Перепечатайте дословно фрагмент текста об экологии: всё от слов «Да и Черноземному» вниз до слов «наступают. Почвы засаливаются.» включительно.

■ **Текст**:
——————————

Но вот вопрос — натиск на природу, утрата малых рек, сильных черноземов, загрязнение рек и озер — это повсюду так? Или мир уже научился беречь природу. И человек вполне осознает, что утрачивая природу, он утрачивает и себя?
— Послевоенная техногенная революция — и видимо, и невидимо страшная революция. Она если не все сметает на своем пути, то разрушает, деформирует, обезображивает мир радикально. На Земле еще есть девственные уголки. Но — сколько их? И — надолго ли? Я тут пессимист. Видел в Африке многотысячные очереди людей у колонок с водой. Видел Арал — погибший мир, потрескавшаяся земля на дне бывшего озера. Видел тысячи птиц и морских животных, погибших от экологических загрязнений, от вылившейся в море нефти из затонувших танкеров. И все это у нас на глазах. Земля как бы уменьшилась в размерах, и сегодняшний ее вид уже не похож на вчерашний.
Не так давно многие государства подписали Киотское соглашение — в защиту природы, против атмосферных выбросов. И сразу пошли сбои. Америка подписала, а вскоре отозвала свою подпись.
А положение таково, что всем живущим надо бы криком кричать: мир в экологической опасности! У края бездны. Просчитана модель будущего, и картина более чем безрадостная. Планета теплеет, увеличивается уровень вод Мирового океана. Можно предсказывать, что нас ждет. Но, видимо, пока не грянет большой гром (например, гибель нескольких миллионов людей), все будет катиться под гору и реально поправить дела вряд ли возможно.
И в нашей стране идет деградация природы, как и прежде. Казалось бы, сейчас должно быть полегче: многие заводы не работают или работают в треть силы. Но теперь правит бал социальная анархия. Раньше, например, на Московском водохранилище существовала водоохранная зона. А теперь по берегу — особняки, особняки. И стоки от них — прямо в водохранилище.
Да и Черноземному краю, и Воронежской земле не легче. Те же особняки и стоки. Речки загрязняются и высыхают. Яры и овраги наступают. Почвы засаливаются.
Когда я опубликовал «Речку моего детства», газета получила восемь тысяч откликов. У людей от происходившего на Усманке болела душа. Было это треть века назад. А ныне разве легче стало родным нашим рекам — Усманке? Воронежу? Дону? Реки вроде бы передохнули от промышленности, но напасть новая: «прогресс» в руках частника. Казалось бы, невелика беда — электроудочка. Не стоки же сахарного завода! А в действительности эта электроудочка — снасть адская: рыба убивается током, выжившая перестает размножаться, погибают даже пиявки и все живое. И управы на эти удочки нет, существующий закон не работает. Во-первых, не к каждому браконьеру можно подойти ночью — может выстрелить. Ну, допустим, не выстрелил, а бросил аккумулятор в воду — доказать, что он браконьер, невозможно. Допустим, схватили за руку — и в милицию. А там из десяти восемь такие браконьеры. Допустим, попали на честного. Привели хищника в суд. И что же? Судья поднимает брови: «Вы что? Я тут с трупами не могу разобраться, а вы с какой-то плотвой!» Круг замкнулся.

——————————

■ **Собранный материал**:
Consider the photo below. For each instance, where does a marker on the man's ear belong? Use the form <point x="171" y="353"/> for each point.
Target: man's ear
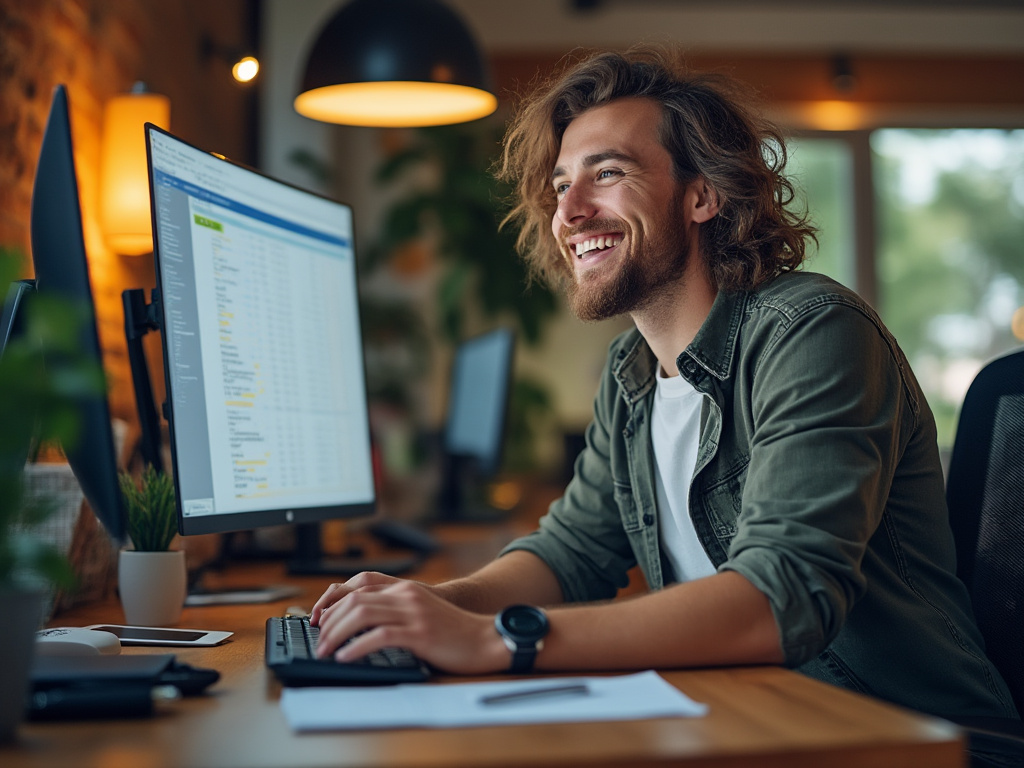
<point x="706" y="204"/>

——————————

■ **Решение**:
Да и Черноземному краю, и Воронежской земле не легче. Те же особняки и стоки. Речки загрязняются и высыхают. Яры и овраги наступают. Почвы засаливаются.